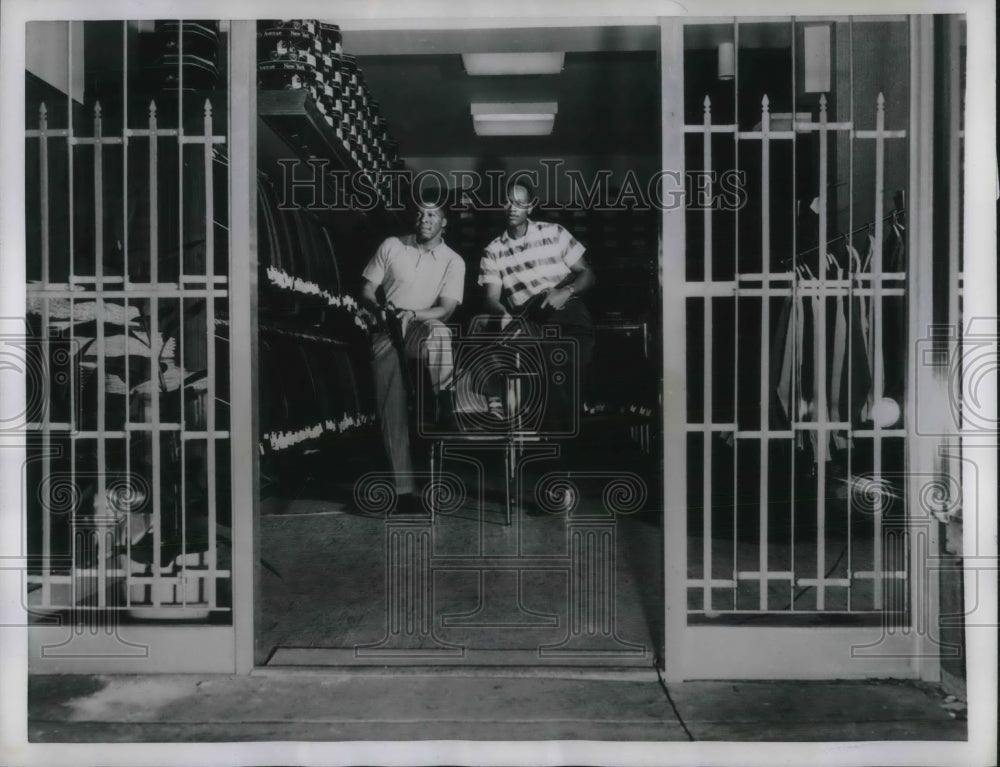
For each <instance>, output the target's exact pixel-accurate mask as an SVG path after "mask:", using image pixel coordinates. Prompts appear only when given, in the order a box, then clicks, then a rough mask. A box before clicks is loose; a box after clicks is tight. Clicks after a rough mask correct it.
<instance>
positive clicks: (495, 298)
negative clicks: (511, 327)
mask: <svg viewBox="0 0 1000 767" xmlns="http://www.w3.org/2000/svg"><path fill="white" fill-rule="evenodd" d="M535 203H536V199H535V197H534V192H533V190H532V189H531V188H530V186H529V185H528V183H527V182H526V181H521V180H517V179H515V180H513V181H512V183H510V184H508V187H507V201H506V204H505V206H504V211H505V215H506V219H507V228H506V230H505V231H504V233H503V234H501V235H500V236H499V237H497V238H496V239H494V240H493V241H492V242H491V243H490V244H489V245H487V246H486V252H485V253H484V254H483V259H482V261H481V262H480V266H479V284H480V285H482V286H484V287H485V289H486V297H485V305H486V310H487V312H489V313H491V314H494V315H497V316H499V317H500V318H501V324H502V325H504V324H506V323H507V322H509V320H510V317H511V313H512V312H513V313H515V314H521V313H522V311H525V310H527V315H526V317H525V318H526V319H527V320H529V321H531V322H532V323H534V324H536V325H543V326H544V325H556V326H558V328H559V331H560V335H561V336H562V337H563V338H574V339H576V342H577V364H578V370H579V371H580V373H581V375H585V374H586V371H587V369H588V366H589V364H590V359H591V357H592V356H593V350H594V323H593V320H592V319H591V317H590V313H589V312H588V311H587V307H586V306H584V304H583V301H582V300H580V295H581V294H583V293H585V292H586V291H587V290H588V289H589V288H590V287H591V286H592V285H593V284H594V273H593V272H592V271H591V269H590V266H589V265H588V264H587V261H586V259H585V258H584V251H585V248H584V247H583V245H582V244H580V242H579V241H577V239H576V238H575V237H573V235H571V234H570V233H569V232H568V231H566V229H565V228H563V227H562V226H560V225H559V224H555V223H548V222H542V221H534V220H532V219H530V218H528V216H529V215H530V214H531V212H532V211H533V210H534V209H535ZM581 383H582V382H581ZM577 389H578V391H580V390H582V387H581V386H578V387H577ZM554 394H555V401H554V402H553V404H554V405H556V407H555V408H554V411H555V412H554V417H555V418H556V419H559V420H561V421H562V422H563V423H565V422H566V420H565V419H572V418H573V415H572V411H571V410H569V409H570V408H573V407H577V406H578V405H579V403H576V402H573V401H572V382H569V381H567V382H566V383H565V385H563V386H561V387H557V388H556V389H555V391H554ZM487 400H488V403H489V409H490V412H491V413H493V414H494V415H498V416H499V417H503V415H504V413H503V404H502V399H501V397H500V396H499V393H497V392H487ZM570 422H572V420H571V421H570Z"/></svg>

### [AIM OF THE EXERCISE]
Without the pictures, copy all of the entries exactly as they appear.

### [ANSWER TO THIS PROBLEM]
For each <instance>, output the target's exact pixel-accurate mask as an SVG path after "mask:", using image pixel coordinates. Prompts appear only when given, in the order a box, then clicks, then a rough mask. A box before clicks is loose; a box after clicks is tight. Clicks after a rough mask correct it.
<instance>
positive clicks: (495, 298)
negative clicks: (511, 327)
mask: <svg viewBox="0 0 1000 767" xmlns="http://www.w3.org/2000/svg"><path fill="white" fill-rule="evenodd" d="M535 203H536V199H535V197H534V192H533V190H532V189H531V188H530V186H529V185H528V183H527V182H526V181H521V180H517V179H515V180H513V181H512V183H510V184H508V187H507V201H506V204H505V206H504V211H505V215H506V219H507V228H506V230H505V231H504V233H503V234H501V235H500V236H499V237H497V238H496V239H494V240H493V241H492V242H491V243H490V244H489V245H487V246H486V252H485V253H484V254H483V259H482V261H481V262H480V266H479V284H480V285H482V286H484V287H485V289H486V297H485V305H486V310H487V312H489V313H491V314H494V315H497V316H499V317H500V318H501V324H502V325H504V324H506V323H507V322H509V320H510V317H511V313H512V312H513V313H515V314H521V313H522V311H525V310H527V315H526V317H525V318H526V319H527V320H529V321H531V322H532V323H534V324H536V325H543V326H544V325H556V326H558V328H559V331H560V335H561V336H562V337H563V338H574V339H576V342H577V364H578V370H579V371H580V373H581V375H585V374H586V371H587V369H588V366H589V364H590V359H591V357H592V356H593V350H594V323H593V320H592V319H591V317H590V313H589V312H588V311H587V307H586V306H584V304H583V301H582V300H580V295H581V294H583V293H585V292H586V291H587V290H588V289H589V288H590V287H591V286H592V285H593V284H594V273H593V272H592V271H591V269H590V266H589V265H588V264H587V261H586V259H585V258H584V251H585V248H584V247H583V245H582V244H580V242H579V241H577V239H576V238H575V237H573V235H571V234H570V233H569V232H568V231H566V229H565V228H563V227H562V226H560V225H559V224H555V223H548V222H542V221H534V220H532V219H530V218H528V216H529V215H530V214H531V212H532V211H533V210H534V209H535ZM581 383H582V382H581ZM577 389H578V391H580V390H582V387H581V386H578V387H577ZM554 394H555V401H554V402H553V404H554V405H556V407H555V408H554V411H555V412H554V417H555V418H556V419H559V420H561V421H562V422H563V423H565V422H566V420H565V419H572V418H573V415H572V411H571V410H569V409H570V408H573V407H577V406H578V405H579V403H576V402H573V401H572V382H569V381H567V382H566V383H565V385H563V386H561V387H557V388H556V389H555V391H554ZM487 400H488V403H489V409H490V412H491V413H493V414H494V415H498V416H499V417H503V415H504V413H503V404H502V399H501V397H500V396H499V393H497V392H487ZM570 422H572V420H571V421H570Z"/></svg>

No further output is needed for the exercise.